#### YOUR INSTRUCTIONS:
In the remote control patent excerpt below, reproduce everything from "SUMMARY OF THE" down to "memory unit." word for word.

-- start EXTRACTED TEXT --

Having the composition described above, the conventional remote control
apparatus having the "learning" capability requires a memory unit with
sufficient storage capacity to store the composition and parameters of a
received signal. This remote control apparatus is not only expensive but
also undesirable from a practical viewpoint since the memory unit requires
a large installation area.
SUMMARY OF THE INVENTION
The present invention has been accomplished in order to solve the
aforementioned problems of the prior art.
An object, therefore, of the present invention is to provide a remote
signal processing device that enables a machine to be remotely controlled
with a remote control apparatus of a type that is different than the
remote control system in which the machine is included.
Another object of the present invention is to provide a remote control
processing device for a remote control apparatus that realizes a
significant reduction in the storage capacity of a parameter storage
section of a memory unit by preloading time parameters in a read-only
memory unit.

-- end EXTRACTED TEXT --
-- start RECORD EXCERPTS --

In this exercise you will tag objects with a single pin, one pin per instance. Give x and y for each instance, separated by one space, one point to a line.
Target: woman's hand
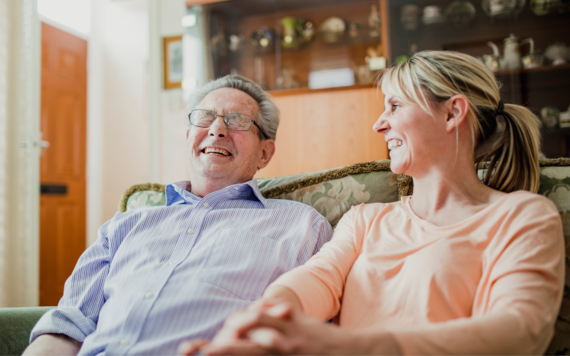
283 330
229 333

-- end RECORD EXCERPTS --
-- start RECORD EXCERPTS --

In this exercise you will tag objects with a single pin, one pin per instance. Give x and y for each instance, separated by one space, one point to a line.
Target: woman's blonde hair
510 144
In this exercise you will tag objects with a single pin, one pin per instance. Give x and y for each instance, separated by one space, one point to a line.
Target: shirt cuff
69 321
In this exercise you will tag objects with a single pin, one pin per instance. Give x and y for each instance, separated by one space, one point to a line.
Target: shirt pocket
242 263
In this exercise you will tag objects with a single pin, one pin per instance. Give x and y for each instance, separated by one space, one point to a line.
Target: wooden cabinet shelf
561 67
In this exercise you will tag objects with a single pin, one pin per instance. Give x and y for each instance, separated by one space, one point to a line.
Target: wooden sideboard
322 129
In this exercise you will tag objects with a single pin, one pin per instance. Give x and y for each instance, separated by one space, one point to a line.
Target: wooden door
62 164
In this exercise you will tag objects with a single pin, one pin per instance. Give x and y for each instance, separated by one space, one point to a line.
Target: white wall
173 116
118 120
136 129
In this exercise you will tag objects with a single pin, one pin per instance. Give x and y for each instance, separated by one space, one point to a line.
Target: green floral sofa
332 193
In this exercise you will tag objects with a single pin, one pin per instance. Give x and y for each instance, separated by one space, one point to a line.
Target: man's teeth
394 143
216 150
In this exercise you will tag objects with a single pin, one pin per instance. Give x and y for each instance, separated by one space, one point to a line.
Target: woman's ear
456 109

-- end RECORD EXCERPTS --

#### FULL SOLUTION:
SUMMARY OF THE INVENTION
The present invention has been accomplished in order to solve the
aforementioned problems of the prior art.
An object, therefore, of the present invention is to provide a remote
signal processing device that enables a machine to be remotely controlled
with a remote control apparatus of a type that is different than the
remote control system in which the machine is included.
Another object of the present invention is to provide a remote control
processing device for a remote control apparatus that realizes a
significant reduction in the storage capacity of a parameter storage
section of a memory unit by preloading time parameters in a read-only
memory unit.